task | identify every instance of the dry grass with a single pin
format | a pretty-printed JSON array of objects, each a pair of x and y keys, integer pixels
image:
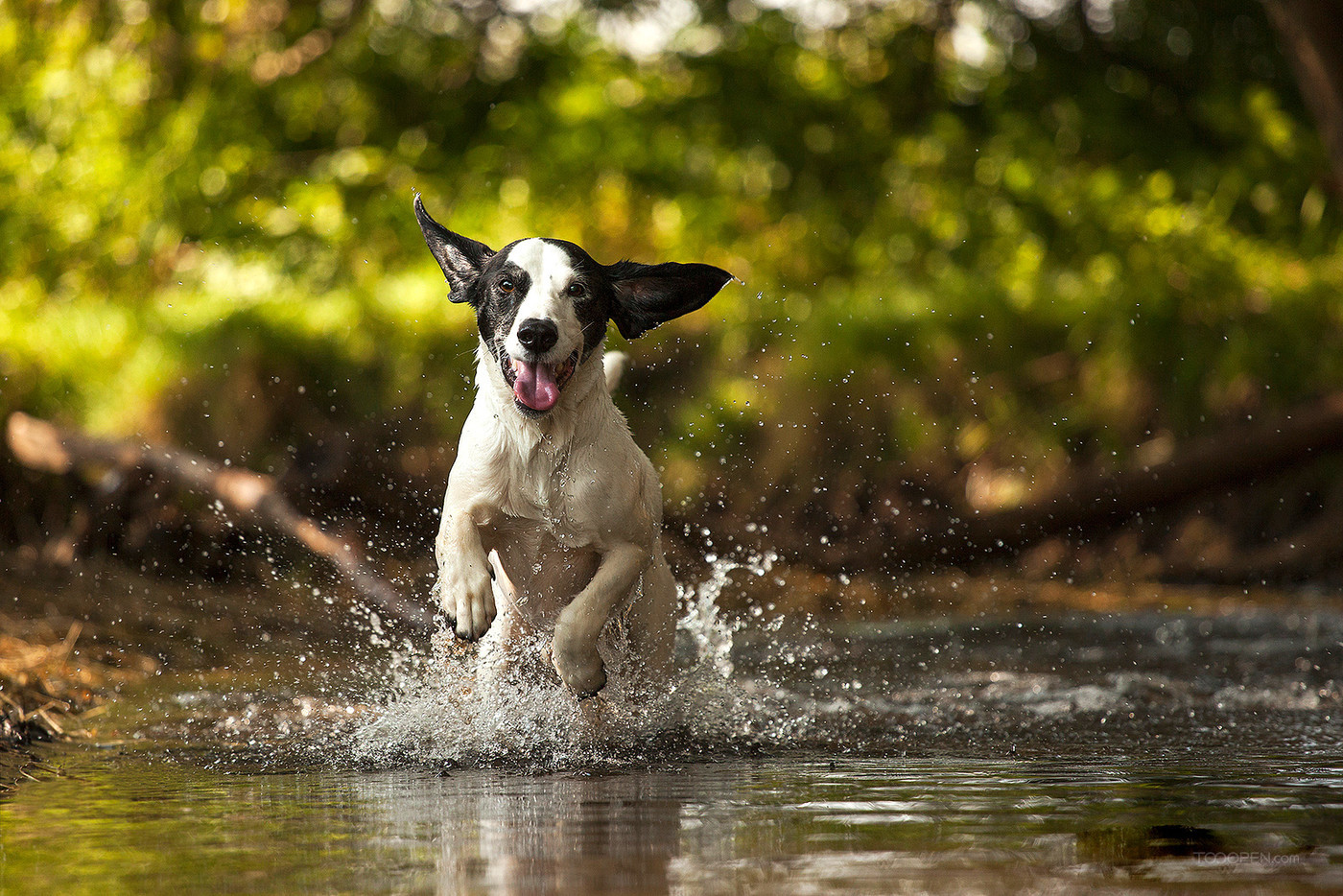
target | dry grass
[{"x": 47, "y": 684}]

★ ★ ★ ★

● **HOW TO COMPLETE THIS TASK**
Please produce an exact copy of the listing, omitting the pictures.

● **REPLY**
task | identify every instance of the dry grass with a single pin
format | a pretty-printed JSON array of objects, each a pair of x and y keys, integer pixels
image:
target | dry grass
[{"x": 47, "y": 684}]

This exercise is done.